(Stored items)
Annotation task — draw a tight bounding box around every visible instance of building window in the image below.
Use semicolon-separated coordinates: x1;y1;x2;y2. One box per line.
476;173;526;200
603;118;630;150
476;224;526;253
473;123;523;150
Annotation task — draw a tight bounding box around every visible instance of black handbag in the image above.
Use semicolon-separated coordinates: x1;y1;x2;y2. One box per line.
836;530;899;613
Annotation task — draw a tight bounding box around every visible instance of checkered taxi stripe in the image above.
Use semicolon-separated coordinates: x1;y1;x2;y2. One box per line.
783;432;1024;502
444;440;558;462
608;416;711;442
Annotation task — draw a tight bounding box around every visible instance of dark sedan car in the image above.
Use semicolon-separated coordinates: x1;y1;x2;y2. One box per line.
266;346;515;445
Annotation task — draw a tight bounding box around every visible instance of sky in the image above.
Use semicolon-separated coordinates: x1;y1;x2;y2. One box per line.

**AIM OF THE EXERCISE**
Reproduce every line of the data above, leaving everything unchanged except the bounding-box coordinates in the answers. Multiply each of those coordinates by 0.35 and round it to a whole number, rounding halves up.

**REPLY**
Annotation task — draw a tight bounding box around every visible instance of building window in the image below.
Use semicolon-separated coordinates: x1;y1;x2;y2. One box per line.
167;61;184;70
211;41;221;53
167;78;184;89
166;43;183;53
Annotation task — draw a tight bounding box around every visible instance of black handbag in the image above.
Use semicolon-separated coordinates: x1;y1;x2;y2. One box per line.
293;186;315;215
Annotation task — draw a tight bounding box around every visible instance of checkered taxi stripe in the image above.
Use semicolon-separated coordinates: x1;y1;x2;y2. One box per line.
274;151;358;176
155;154;195;162
213;146;249;155
Annotation task — draw a tight bounding box around every visible instance of dark sedan car in the image above.
Use semicolon-separated coordinates: x1;y1;x2;y2. One box per line.
93;121;180;156
Annotation task — draw a tight bounding box around every visible instance of sky in the image above.
Use semicolon-separated coordinates: x1;y1;x2;y2. One box per line.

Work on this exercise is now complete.